> _What is required_
Which items come next? Copy the lines of the items below verbatim, beginning at the line containing "Question. Spot each instance of the dog's mouth" and ending after the line containing "Target: distant wall ruin".

> _Records to use_
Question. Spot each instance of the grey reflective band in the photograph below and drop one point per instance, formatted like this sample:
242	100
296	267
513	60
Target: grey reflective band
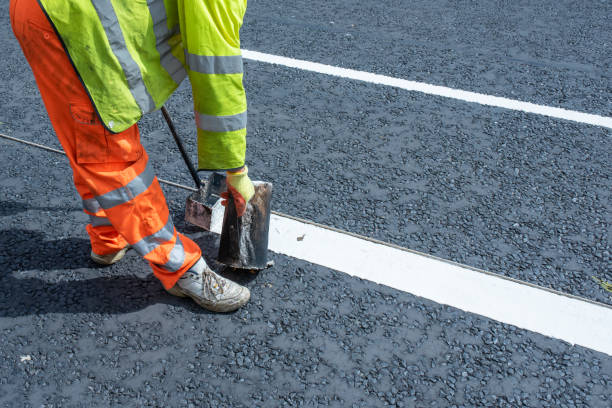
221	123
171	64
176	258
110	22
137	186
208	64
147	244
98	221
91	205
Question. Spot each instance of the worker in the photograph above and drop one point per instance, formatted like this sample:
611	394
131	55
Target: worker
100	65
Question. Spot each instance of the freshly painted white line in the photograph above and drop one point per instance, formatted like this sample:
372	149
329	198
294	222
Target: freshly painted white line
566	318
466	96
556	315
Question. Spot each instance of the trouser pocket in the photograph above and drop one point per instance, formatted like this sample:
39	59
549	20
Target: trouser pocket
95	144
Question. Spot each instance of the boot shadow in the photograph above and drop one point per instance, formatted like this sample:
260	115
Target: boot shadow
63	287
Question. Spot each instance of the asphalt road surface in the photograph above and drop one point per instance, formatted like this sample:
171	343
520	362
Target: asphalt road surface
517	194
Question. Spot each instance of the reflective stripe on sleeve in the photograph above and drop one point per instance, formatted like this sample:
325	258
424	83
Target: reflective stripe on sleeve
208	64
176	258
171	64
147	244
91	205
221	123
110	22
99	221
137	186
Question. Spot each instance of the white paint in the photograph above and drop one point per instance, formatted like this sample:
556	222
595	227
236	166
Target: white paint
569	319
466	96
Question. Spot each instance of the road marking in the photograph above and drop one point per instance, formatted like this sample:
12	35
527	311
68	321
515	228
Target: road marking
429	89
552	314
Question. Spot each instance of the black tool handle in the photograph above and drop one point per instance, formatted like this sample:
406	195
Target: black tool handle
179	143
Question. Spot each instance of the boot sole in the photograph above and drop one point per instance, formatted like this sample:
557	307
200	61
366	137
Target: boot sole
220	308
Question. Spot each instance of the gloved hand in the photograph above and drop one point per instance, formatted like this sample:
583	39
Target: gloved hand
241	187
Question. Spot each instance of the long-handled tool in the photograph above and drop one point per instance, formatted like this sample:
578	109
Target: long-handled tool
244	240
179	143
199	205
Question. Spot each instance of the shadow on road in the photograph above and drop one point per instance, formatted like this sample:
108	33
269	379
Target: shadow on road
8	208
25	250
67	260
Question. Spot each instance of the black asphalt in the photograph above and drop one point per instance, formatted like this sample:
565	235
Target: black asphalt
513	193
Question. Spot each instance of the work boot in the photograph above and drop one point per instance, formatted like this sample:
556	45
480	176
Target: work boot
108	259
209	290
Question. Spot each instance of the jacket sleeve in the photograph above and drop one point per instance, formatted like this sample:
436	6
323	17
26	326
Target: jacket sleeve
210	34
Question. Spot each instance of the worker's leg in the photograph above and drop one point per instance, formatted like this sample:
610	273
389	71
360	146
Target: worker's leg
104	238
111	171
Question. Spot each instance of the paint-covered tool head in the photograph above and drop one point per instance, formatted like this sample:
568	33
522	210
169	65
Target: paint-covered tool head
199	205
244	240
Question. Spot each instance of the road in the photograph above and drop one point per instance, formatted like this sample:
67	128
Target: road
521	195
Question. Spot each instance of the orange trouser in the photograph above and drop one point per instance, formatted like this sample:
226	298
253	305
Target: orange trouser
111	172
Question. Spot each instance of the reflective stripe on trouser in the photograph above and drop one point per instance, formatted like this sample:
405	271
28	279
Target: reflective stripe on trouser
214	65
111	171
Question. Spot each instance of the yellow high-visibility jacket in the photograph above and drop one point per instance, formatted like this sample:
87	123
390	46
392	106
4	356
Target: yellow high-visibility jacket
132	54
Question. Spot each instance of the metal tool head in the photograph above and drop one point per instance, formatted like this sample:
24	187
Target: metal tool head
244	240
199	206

* * *

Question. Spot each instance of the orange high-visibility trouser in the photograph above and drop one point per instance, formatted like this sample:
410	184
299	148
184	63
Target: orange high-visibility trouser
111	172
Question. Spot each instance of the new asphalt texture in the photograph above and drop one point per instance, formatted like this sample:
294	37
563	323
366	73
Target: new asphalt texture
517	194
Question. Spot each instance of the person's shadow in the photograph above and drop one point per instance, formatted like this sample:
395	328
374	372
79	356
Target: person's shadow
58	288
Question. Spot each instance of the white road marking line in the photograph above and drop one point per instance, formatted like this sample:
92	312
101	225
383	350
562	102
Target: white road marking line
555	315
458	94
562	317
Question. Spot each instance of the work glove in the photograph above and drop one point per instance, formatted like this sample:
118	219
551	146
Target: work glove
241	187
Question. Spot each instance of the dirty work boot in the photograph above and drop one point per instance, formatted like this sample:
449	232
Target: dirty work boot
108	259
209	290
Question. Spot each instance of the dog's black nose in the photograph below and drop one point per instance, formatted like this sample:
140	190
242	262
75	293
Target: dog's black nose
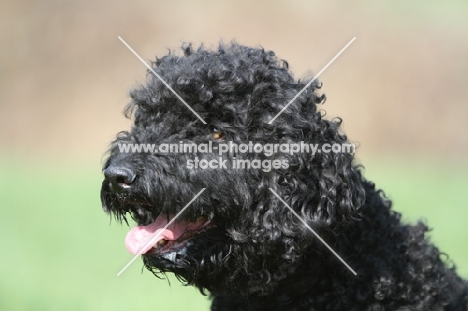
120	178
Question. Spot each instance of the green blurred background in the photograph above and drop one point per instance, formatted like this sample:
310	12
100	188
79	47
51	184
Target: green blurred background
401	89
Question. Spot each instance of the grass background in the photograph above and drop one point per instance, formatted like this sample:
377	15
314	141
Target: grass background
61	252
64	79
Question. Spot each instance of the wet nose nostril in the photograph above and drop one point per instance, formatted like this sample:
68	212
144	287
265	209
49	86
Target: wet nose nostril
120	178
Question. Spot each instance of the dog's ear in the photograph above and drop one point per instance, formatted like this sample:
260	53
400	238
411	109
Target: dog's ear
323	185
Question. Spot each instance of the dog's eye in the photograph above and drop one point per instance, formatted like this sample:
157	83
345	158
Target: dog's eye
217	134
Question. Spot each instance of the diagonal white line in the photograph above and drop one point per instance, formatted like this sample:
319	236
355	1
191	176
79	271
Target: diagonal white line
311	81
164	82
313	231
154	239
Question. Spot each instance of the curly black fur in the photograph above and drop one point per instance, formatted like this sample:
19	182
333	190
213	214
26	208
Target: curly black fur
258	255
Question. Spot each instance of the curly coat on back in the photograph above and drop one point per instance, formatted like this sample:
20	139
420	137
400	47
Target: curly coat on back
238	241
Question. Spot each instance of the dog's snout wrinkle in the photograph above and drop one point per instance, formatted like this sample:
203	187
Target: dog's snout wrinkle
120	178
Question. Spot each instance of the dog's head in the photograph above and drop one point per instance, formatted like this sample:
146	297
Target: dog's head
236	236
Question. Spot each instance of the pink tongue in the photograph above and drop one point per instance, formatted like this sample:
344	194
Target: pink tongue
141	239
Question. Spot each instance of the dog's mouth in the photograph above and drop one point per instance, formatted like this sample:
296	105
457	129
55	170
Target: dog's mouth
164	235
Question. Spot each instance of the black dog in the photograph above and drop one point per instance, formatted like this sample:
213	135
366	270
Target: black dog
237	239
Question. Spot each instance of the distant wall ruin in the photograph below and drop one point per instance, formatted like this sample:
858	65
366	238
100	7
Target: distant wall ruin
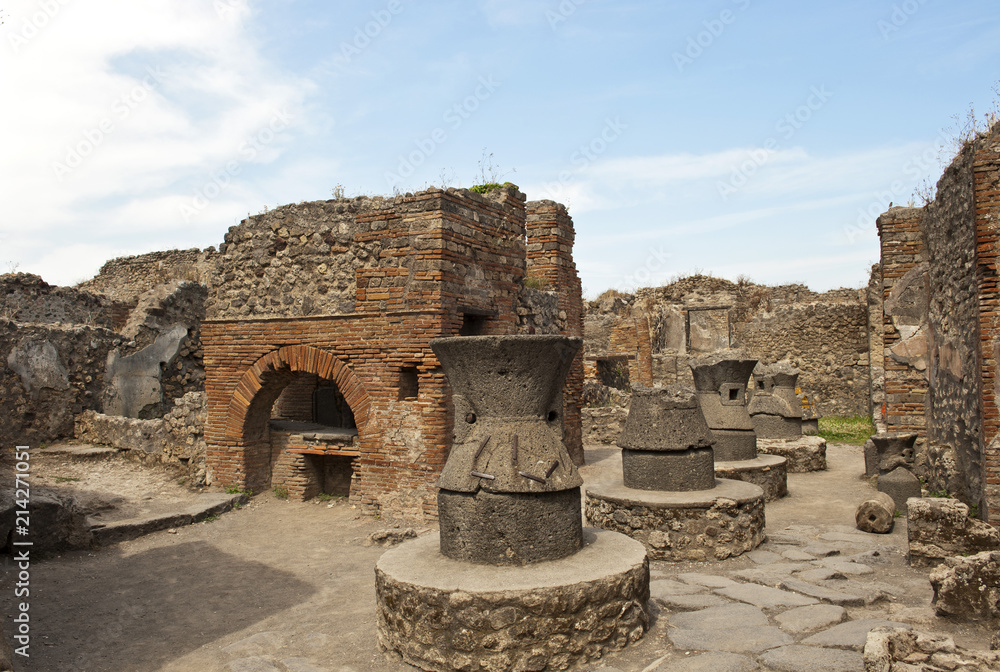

> _Solution to the problem_
Question. Spot each instance of the dog's mouth in the photograph above and drop one point per instance, formatted like this sample:
296	105
457	129
55	170
Target: dog's mouth
164	235
Question. Spot each instance of the black dog in the photograph above and drop one point per instance, formatted like this sample:
213	135
366	270
Target: black dog
237	239
Question. Spot each instance of the distant wall ruin in the photograph below and drop one point per instance, formatted like this sample:
858	65
366	238
100	7
Target: distant wall ruin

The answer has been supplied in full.